**EXERCISE REQUIREMENTS**
Check each line of the entries below for the word "ceiling", and copy out the ones that have it.

**THE DATA**

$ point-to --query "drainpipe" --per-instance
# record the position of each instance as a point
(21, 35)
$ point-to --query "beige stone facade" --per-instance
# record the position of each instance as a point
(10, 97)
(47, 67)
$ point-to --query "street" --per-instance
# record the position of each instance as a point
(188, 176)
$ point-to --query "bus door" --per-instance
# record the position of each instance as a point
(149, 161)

---

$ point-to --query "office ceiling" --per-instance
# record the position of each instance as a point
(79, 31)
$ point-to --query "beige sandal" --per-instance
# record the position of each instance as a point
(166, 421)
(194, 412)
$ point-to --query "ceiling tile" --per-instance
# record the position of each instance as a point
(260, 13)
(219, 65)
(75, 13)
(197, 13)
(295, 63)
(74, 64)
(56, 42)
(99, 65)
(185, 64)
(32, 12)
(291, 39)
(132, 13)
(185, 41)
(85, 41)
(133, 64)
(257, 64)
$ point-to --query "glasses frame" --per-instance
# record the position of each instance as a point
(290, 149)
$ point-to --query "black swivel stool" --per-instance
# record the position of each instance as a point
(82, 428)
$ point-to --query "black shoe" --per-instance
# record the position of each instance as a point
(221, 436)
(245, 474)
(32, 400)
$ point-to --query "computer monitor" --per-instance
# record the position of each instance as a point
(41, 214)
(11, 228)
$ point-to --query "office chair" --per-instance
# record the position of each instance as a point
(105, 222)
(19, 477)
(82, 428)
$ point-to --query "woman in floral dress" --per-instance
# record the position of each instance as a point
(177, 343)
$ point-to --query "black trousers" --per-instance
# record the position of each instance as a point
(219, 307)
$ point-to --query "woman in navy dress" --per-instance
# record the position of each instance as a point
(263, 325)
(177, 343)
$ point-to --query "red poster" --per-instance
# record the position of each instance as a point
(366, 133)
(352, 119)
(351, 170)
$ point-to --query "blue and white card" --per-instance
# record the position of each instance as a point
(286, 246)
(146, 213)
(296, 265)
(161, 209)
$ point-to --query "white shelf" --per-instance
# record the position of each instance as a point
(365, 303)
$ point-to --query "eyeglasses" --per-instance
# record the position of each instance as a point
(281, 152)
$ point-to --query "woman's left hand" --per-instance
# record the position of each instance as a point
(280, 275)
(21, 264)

**SOLUTION TO THIS TASK**
$ point-to --query "office ceiling" --per-instance
$ point-to --query "ceiling tile" --per-instance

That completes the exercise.